- [Task to complete]: Can you pull out each line of the data below that includes the word "Query"?

[Recorded information — start]

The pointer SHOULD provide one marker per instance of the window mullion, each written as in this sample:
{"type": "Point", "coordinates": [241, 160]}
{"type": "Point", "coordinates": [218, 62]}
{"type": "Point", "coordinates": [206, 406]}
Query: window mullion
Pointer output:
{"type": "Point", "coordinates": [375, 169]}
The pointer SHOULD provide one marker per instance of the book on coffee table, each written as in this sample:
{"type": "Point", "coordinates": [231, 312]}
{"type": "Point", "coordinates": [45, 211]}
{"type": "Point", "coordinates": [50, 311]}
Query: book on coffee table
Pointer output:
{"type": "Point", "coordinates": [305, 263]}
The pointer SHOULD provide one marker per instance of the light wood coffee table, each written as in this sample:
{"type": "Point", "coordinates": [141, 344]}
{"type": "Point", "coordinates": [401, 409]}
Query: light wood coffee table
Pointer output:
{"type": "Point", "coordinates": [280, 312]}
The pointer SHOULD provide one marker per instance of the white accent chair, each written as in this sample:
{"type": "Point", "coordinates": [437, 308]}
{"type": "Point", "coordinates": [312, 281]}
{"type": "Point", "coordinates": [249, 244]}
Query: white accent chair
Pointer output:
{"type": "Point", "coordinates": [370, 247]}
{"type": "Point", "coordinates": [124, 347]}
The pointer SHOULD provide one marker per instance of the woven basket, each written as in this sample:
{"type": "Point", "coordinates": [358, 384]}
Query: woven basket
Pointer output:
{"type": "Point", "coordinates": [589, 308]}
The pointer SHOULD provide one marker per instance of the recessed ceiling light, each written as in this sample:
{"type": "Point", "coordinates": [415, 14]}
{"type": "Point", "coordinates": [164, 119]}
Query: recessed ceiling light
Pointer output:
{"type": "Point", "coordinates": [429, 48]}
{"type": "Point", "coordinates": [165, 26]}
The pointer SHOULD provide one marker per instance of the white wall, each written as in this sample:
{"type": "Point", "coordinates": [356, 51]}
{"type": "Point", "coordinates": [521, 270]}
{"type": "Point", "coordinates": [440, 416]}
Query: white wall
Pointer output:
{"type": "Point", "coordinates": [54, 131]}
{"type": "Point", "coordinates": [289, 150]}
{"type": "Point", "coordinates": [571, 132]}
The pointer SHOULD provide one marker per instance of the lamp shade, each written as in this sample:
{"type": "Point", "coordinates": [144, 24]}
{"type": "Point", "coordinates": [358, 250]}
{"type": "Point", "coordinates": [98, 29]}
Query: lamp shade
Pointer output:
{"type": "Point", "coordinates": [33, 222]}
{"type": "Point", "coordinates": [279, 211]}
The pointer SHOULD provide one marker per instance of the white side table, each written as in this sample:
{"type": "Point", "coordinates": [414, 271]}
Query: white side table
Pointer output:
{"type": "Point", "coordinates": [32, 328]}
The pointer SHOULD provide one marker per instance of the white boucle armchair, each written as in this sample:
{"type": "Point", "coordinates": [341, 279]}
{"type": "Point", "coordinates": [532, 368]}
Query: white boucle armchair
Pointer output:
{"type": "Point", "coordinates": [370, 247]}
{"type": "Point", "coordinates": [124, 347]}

[Recorded information — finish]

- [Answer space]:
Query: window mullion
Query: book on coffee table
Query: light wood coffee table
Query: white accent chair
Query: woven basket
Query: recessed ceiling light
Query: white wall
Query: lamp shade
Query: white side table
Query: white boucle armchair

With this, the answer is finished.